— GOAL OF THE EXERCISE —
Copy all of the data below word for word, leaving out the pictures.

— RECORDS TO PROCESS —
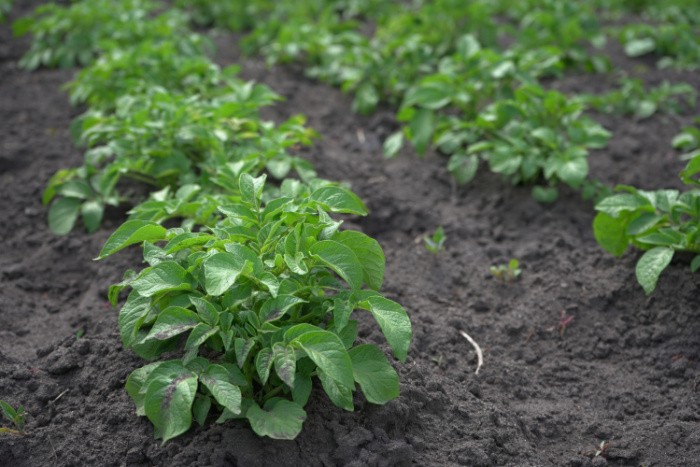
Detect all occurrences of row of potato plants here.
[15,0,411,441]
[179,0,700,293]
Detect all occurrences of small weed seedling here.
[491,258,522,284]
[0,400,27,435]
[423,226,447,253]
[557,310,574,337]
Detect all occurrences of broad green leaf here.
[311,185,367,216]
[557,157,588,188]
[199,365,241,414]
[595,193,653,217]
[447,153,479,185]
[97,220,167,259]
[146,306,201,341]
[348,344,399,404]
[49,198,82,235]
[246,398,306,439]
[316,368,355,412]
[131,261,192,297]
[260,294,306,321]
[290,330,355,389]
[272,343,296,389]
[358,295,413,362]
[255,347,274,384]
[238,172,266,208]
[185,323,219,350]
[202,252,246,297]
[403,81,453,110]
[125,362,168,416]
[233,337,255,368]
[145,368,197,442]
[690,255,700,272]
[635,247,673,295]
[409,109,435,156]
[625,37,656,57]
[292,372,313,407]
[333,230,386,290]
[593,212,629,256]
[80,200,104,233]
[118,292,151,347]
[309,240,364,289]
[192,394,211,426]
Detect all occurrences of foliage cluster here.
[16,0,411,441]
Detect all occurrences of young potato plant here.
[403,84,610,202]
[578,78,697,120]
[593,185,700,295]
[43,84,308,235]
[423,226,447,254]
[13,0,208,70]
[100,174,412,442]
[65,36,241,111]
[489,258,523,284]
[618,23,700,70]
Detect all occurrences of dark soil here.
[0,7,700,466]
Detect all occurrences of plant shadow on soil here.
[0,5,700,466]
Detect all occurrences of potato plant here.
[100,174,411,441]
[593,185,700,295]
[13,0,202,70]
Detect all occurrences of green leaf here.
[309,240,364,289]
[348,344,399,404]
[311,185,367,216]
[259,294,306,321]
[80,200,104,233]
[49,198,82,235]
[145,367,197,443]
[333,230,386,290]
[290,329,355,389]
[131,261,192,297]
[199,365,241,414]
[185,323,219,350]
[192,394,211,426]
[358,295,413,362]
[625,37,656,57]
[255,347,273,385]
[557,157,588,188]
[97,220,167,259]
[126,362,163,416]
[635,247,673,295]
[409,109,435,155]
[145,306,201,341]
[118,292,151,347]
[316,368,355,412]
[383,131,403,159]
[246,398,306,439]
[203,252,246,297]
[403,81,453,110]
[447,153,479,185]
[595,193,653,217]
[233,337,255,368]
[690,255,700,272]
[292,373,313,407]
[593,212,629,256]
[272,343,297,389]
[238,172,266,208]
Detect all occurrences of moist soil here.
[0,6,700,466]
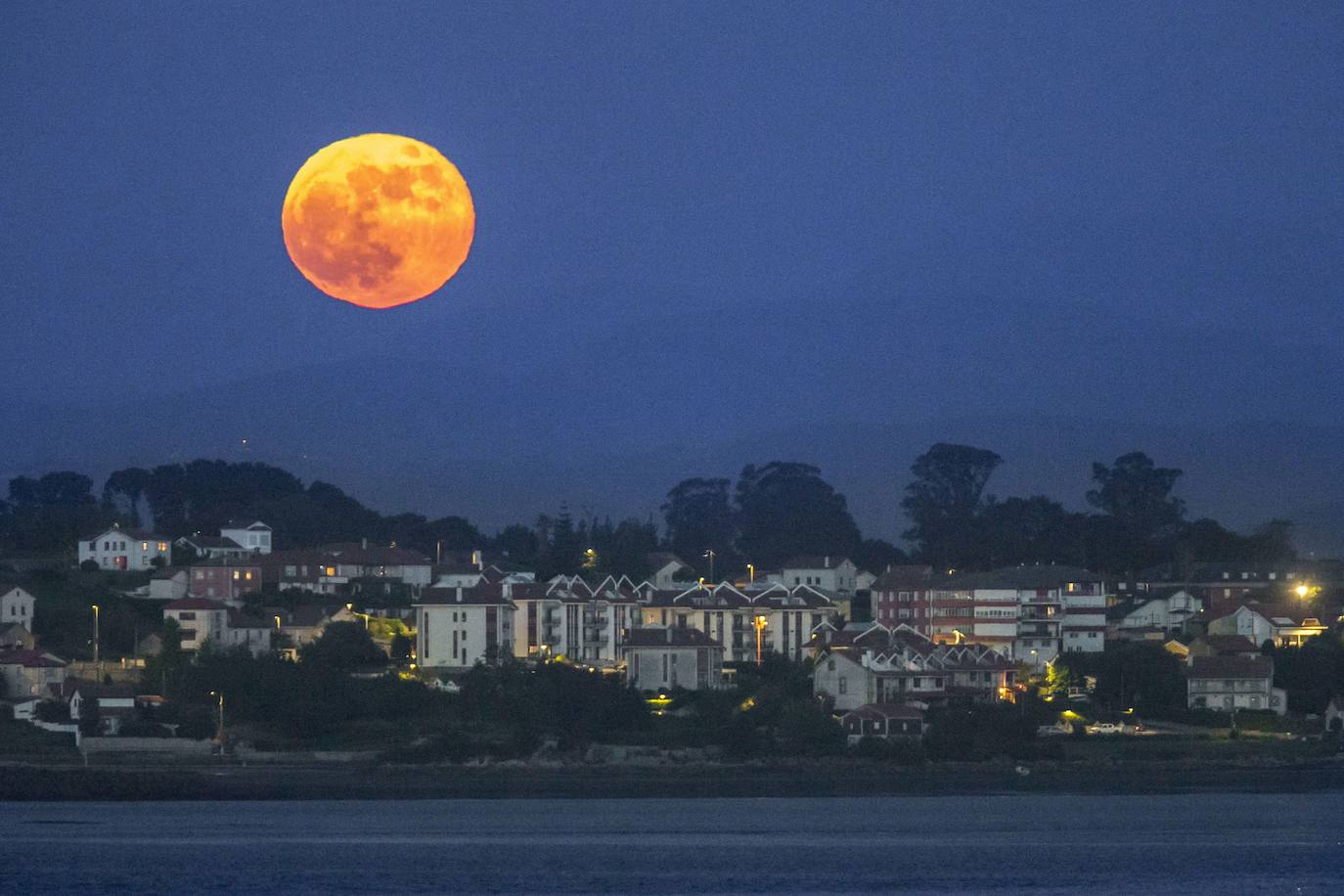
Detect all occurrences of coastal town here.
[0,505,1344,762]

— RESULT OF THE EXERCISE —
Detect all occurrences of row of potato plants here.
[15,0,411,441]
[179,0,700,293]
Detect all occurrences of small weed seedling here.
[491,258,522,284]
[0,400,27,435]
[423,226,447,253]
[557,310,574,337]
Detect all occurrences of broad green leaf here.
[311,185,367,216]
[557,157,588,188]
[199,365,241,414]
[595,193,653,217]
[447,153,479,185]
[97,220,167,259]
[146,306,201,341]
[348,344,399,404]
[49,198,82,235]
[246,398,306,439]
[316,368,355,412]
[131,261,192,297]
[260,294,306,321]
[290,330,355,389]
[272,343,296,389]
[358,295,413,362]
[255,347,274,384]
[238,172,266,208]
[185,323,219,350]
[202,252,246,297]
[403,81,453,110]
[125,362,168,416]
[233,337,255,368]
[145,368,197,442]
[690,255,700,272]
[635,247,673,295]
[409,109,435,156]
[625,37,656,57]
[292,372,313,407]
[333,230,386,290]
[593,212,629,256]
[80,200,104,233]
[118,292,151,347]
[309,240,364,289]
[192,394,211,426]
Detect all occurrences of foliage cluster here.
[16,0,411,441]
Detect all occurrences of young potato plant here.
[403,84,610,202]
[578,78,697,120]
[593,185,700,295]
[43,84,308,235]
[423,226,447,254]
[13,0,208,70]
[100,174,412,442]
[65,36,241,111]
[489,258,523,284]
[618,23,700,70]
Detect all occurrences of dark soil here.
[0,7,700,466]
Detect all occurrences of plant shadow on soil here.
[0,5,700,466]
Detect all occurrences of potato plant here.
[100,174,411,441]
[593,185,700,295]
[13,0,202,70]
Detect all occurrences of green leaf here.
[309,240,364,289]
[348,344,399,404]
[311,185,367,216]
[259,294,306,321]
[80,200,104,233]
[49,198,82,235]
[145,367,197,443]
[333,230,386,290]
[290,329,355,389]
[131,261,192,297]
[199,365,241,414]
[185,323,219,350]
[192,394,211,426]
[358,295,413,362]
[625,37,656,57]
[255,347,273,385]
[557,157,588,188]
[97,220,167,259]
[126,362,163,416]
[635,247,673,295]
[409,109,435,155]
[145,306,201,341]
[118,292,151,347]
[316,368,355,412]
[383,131,403,159]
[246,398,306,439]
[203,252,246,297]
[403,81,453,110]
[447,153,479,185]
[595,193,653,217]
[233,337,255,368]
[690,255,700,272]
[292,373,313,407]
[593,212,629,256]
[272,343,297,389]
[238,172,266,208]
Detect all occurrences of moist soil here.
[0,6,700,466]
Detect all occurrences of coastal town here.
[0,505,1344,762]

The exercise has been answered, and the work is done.